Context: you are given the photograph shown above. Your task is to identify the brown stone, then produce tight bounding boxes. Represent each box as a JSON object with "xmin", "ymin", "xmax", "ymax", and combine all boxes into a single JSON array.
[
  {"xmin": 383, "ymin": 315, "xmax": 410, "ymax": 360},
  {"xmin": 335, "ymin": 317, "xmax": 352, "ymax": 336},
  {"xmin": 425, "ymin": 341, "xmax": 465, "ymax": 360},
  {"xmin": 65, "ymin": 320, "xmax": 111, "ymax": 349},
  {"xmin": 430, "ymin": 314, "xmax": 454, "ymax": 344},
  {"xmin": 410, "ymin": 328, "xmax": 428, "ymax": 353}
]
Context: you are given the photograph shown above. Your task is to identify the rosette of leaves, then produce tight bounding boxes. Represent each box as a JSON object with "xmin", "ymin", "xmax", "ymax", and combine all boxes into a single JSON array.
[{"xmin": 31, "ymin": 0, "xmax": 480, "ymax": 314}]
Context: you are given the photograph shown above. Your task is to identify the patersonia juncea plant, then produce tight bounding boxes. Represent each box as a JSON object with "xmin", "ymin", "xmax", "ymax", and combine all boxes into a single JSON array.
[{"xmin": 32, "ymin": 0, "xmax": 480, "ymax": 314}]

============

# REQUEST
Update the listing above by swapping every instance of "tight" for "precise", leaving the rest of the text as it is.

# EXERCISE ANSWER
Context: you are given the photograph shown above. Your task is to identify the brown stone, then produce precise bounding boxes. Represent each box as a JSON object with "xmin", "ymin", "xmax", "ymax", and combine all boxes into a single JSON array.
[
  {"xmin": 383, "ymin": 315, "xmax": 410, "ymax": 360},
  {"xmin": 335, "ymin": 317, "xmax": 352, "ymax": 336},
  {"xmin": 425, "ymin": 341, "xmax": 465, "ymax": 360},
  {"xmin": 65, "ymin": 320, "xmax": 111, "ymax": 349},
  {"xmin": 430, "ymin": 314, "xmax": 454, "ymax": 344},
  {"xmin": 410, "ymin": 328, "xmax": 428, "ymax": 353}
]
Context: you are given the photograph shown above. Your task is to identify the rosette of leaves, then produce precise bounding boxes. Represent each box as a JSON object with "xmin", "ymin", "xmax", "ymax", and combine all boxes into a single JSON array.
[{"xmin": 31, "ymin": 0, "xmax": 480, "ymax": 314}]
Context: you are given the photograph shown above. Your task is to identify the patersonia juncea plant, then produce precise bounding boxes. Represent each box as a JSON object with "xmin", "ymin", "xmax", "ymax", and combine all boxes into a single JSON array.
[{"xmin": 32, "ymin": 0, "xmax": 480, "ymax": 314}]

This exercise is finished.